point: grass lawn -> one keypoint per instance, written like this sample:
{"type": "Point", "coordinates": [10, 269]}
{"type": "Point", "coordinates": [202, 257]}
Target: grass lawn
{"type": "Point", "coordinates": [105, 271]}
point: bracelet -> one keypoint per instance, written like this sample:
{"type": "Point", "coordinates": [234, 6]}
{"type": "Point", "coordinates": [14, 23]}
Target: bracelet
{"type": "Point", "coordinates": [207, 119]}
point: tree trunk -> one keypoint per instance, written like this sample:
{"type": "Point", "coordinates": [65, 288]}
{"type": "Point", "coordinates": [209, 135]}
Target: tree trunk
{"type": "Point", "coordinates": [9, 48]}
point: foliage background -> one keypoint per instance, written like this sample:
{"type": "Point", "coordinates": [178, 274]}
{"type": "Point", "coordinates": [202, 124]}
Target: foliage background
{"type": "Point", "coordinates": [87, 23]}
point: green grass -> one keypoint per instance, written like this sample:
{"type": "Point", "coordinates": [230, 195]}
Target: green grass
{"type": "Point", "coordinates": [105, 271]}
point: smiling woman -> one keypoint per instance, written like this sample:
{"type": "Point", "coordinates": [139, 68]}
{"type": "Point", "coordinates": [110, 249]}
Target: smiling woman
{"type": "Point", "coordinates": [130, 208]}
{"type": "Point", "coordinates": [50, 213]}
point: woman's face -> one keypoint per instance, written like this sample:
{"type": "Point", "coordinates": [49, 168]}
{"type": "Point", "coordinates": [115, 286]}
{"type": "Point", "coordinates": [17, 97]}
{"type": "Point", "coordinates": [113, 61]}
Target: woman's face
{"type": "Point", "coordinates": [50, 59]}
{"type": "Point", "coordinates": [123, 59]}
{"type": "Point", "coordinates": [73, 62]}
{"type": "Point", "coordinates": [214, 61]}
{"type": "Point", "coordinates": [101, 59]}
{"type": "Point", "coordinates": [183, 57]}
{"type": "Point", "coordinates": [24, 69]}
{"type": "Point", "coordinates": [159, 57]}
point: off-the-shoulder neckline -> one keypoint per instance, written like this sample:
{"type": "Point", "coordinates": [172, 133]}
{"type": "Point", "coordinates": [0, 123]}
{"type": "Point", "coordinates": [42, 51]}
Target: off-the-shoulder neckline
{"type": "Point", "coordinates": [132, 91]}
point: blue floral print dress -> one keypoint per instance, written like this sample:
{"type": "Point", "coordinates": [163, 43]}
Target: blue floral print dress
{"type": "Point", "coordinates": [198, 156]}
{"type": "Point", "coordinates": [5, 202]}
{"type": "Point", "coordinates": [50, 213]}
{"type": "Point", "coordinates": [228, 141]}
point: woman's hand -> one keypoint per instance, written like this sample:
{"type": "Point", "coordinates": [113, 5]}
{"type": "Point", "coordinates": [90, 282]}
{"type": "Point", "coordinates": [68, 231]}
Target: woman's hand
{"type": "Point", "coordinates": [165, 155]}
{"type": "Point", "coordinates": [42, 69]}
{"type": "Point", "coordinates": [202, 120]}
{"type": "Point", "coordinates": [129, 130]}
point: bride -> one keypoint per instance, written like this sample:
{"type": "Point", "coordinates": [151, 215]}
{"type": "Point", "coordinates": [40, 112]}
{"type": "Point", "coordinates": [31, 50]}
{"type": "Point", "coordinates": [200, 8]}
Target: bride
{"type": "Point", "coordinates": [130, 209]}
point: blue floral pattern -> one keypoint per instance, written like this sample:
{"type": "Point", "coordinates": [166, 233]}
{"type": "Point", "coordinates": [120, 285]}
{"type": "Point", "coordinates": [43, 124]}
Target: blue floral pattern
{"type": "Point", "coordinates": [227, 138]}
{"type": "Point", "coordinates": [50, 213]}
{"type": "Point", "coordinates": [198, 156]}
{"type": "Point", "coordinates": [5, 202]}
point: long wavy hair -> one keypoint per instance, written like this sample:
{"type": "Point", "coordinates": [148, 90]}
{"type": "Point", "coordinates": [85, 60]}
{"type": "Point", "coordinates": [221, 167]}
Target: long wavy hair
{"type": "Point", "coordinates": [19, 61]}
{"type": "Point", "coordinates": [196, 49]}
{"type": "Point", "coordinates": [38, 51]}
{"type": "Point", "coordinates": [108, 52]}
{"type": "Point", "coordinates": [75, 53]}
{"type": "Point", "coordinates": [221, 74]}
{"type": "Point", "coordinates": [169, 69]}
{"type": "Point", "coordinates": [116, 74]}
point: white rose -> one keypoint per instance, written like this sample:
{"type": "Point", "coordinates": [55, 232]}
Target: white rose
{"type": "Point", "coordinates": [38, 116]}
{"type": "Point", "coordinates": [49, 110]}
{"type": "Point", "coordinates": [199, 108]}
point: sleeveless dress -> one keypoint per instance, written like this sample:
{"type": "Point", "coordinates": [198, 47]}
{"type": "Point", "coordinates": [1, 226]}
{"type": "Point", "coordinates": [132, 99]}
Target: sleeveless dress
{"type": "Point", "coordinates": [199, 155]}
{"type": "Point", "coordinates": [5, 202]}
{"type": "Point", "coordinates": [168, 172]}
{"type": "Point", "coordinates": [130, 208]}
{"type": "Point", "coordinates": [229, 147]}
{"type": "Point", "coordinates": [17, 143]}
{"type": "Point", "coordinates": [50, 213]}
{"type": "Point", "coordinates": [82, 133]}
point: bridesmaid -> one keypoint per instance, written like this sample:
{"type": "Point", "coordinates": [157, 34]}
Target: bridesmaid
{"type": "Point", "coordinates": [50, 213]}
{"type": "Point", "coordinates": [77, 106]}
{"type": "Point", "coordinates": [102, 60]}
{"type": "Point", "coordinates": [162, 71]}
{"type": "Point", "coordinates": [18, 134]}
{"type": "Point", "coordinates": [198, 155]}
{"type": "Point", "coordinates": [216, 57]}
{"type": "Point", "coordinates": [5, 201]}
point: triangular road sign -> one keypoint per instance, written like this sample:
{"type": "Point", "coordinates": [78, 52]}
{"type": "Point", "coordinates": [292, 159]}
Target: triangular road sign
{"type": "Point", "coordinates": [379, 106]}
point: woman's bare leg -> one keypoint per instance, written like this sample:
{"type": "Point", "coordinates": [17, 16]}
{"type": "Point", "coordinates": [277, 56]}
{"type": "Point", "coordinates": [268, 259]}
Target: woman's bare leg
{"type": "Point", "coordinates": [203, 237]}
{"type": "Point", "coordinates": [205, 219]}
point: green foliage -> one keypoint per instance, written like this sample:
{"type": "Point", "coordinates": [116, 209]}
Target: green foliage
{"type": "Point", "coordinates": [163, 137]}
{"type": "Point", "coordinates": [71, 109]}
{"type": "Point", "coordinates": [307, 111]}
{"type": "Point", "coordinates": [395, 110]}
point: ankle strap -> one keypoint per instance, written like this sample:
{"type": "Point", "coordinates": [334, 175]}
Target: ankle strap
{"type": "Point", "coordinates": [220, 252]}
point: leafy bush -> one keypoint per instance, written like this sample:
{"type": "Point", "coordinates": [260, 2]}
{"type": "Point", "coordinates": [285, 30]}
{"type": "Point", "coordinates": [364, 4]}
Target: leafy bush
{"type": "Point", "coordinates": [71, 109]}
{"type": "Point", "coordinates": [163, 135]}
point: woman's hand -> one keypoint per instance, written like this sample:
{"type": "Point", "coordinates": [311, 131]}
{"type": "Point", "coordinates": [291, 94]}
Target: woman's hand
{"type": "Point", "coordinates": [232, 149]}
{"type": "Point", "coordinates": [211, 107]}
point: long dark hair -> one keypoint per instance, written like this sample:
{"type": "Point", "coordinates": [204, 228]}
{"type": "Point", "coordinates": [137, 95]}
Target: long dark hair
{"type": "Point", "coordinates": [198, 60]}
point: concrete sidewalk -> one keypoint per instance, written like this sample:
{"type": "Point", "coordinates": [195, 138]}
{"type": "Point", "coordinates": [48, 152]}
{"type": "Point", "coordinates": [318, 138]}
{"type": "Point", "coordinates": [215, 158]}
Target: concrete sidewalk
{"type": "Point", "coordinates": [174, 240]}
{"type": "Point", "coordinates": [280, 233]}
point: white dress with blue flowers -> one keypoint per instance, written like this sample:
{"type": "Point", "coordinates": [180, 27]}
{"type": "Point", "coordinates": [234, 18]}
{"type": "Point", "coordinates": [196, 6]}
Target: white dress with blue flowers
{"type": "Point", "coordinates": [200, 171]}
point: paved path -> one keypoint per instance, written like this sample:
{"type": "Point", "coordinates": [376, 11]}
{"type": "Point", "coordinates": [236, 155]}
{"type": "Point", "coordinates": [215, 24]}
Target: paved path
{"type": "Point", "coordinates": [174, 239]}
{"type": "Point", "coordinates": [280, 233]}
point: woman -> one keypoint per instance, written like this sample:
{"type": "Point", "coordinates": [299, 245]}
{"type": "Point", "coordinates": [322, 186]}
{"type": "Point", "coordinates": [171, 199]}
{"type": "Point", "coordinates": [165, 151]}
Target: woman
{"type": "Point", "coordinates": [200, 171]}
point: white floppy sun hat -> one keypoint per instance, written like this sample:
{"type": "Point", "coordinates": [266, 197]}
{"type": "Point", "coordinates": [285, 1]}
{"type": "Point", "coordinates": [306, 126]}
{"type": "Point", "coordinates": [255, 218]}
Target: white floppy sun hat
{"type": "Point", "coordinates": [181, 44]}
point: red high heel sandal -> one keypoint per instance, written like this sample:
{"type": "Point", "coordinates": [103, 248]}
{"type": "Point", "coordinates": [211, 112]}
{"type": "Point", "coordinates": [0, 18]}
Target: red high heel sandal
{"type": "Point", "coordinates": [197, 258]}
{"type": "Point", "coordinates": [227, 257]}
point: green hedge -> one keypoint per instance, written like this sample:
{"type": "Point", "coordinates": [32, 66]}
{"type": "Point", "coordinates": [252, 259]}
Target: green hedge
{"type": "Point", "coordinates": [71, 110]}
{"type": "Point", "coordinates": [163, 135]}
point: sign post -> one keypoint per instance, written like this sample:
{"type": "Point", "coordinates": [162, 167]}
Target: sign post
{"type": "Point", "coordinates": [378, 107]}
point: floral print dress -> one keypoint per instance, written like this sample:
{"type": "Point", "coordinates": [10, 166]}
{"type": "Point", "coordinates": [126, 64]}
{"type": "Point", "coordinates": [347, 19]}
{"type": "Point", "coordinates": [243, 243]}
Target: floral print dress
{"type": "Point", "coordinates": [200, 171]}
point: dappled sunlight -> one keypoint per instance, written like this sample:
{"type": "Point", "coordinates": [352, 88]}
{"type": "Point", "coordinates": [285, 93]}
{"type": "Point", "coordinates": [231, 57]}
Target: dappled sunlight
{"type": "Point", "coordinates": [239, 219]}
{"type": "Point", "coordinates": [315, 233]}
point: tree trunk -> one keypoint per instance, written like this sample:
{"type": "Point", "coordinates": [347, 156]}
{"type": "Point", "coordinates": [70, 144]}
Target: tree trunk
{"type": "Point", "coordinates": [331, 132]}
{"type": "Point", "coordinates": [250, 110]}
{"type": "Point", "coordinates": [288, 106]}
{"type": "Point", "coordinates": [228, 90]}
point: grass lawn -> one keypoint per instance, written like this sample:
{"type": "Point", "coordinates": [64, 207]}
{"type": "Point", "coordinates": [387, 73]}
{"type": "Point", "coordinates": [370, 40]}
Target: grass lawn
...
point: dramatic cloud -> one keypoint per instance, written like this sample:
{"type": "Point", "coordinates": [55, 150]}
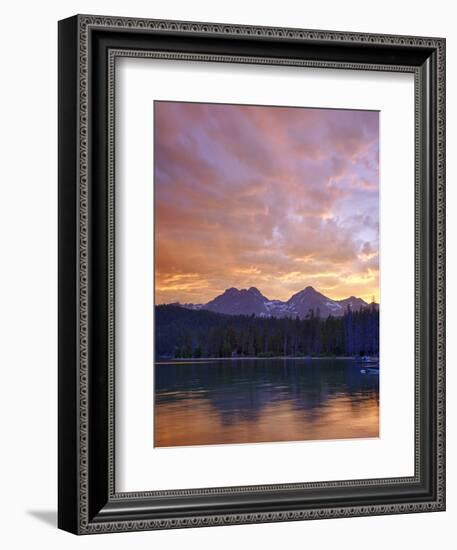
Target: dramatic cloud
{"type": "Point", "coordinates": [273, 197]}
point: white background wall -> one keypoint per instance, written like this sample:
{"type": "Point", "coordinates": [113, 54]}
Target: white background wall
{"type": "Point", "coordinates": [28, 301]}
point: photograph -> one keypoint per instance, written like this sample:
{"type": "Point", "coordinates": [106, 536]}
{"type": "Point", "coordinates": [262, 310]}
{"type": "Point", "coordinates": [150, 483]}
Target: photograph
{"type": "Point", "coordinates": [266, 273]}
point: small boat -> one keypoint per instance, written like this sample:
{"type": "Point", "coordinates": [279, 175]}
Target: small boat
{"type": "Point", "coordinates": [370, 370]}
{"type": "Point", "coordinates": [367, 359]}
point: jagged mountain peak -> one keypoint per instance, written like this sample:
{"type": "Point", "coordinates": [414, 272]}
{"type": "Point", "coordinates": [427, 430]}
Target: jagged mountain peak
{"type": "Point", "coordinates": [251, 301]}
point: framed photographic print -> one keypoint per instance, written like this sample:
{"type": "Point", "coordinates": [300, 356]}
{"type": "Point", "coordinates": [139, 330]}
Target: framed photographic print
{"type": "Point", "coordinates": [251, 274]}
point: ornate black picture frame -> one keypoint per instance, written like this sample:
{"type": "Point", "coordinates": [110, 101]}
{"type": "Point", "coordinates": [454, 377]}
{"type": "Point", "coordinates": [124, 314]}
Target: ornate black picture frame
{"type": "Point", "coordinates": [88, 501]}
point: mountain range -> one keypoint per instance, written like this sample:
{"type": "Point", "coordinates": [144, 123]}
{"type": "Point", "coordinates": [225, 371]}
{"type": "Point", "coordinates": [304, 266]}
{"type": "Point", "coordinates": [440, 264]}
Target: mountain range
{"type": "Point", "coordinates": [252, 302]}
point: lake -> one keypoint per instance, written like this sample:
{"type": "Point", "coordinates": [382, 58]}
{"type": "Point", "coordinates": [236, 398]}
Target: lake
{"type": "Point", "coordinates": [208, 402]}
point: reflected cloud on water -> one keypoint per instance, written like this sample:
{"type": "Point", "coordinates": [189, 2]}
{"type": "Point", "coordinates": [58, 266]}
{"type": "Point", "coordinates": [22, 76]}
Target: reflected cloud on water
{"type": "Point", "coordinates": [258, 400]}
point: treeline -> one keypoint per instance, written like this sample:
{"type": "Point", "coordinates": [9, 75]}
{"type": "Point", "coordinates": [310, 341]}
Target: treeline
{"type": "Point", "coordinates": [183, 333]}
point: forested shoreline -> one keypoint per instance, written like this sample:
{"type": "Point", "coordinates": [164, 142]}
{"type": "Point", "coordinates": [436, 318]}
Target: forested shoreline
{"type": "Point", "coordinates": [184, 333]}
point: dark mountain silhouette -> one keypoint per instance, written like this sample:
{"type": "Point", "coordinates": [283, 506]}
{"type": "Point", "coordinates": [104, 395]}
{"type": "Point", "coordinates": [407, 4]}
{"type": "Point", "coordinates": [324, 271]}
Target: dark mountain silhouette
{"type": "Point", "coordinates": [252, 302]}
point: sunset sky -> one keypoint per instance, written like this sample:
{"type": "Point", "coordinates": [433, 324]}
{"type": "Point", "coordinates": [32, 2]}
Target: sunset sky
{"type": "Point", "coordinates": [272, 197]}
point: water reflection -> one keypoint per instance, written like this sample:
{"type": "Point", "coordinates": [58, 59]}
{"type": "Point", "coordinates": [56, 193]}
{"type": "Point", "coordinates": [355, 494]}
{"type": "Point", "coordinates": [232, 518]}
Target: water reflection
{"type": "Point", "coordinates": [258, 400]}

__AIM__. Select every line of the records that contains the word "cloud" and copy each one in full.

__WRITTEN ANSWER__.
point: dramatic cloud -> one keypoint per instance, written like this sample:
Target: dramatic cloud
point: reflected cloud on water -> one keypoint per instance, written like this sample:
Target: reflected cloud on water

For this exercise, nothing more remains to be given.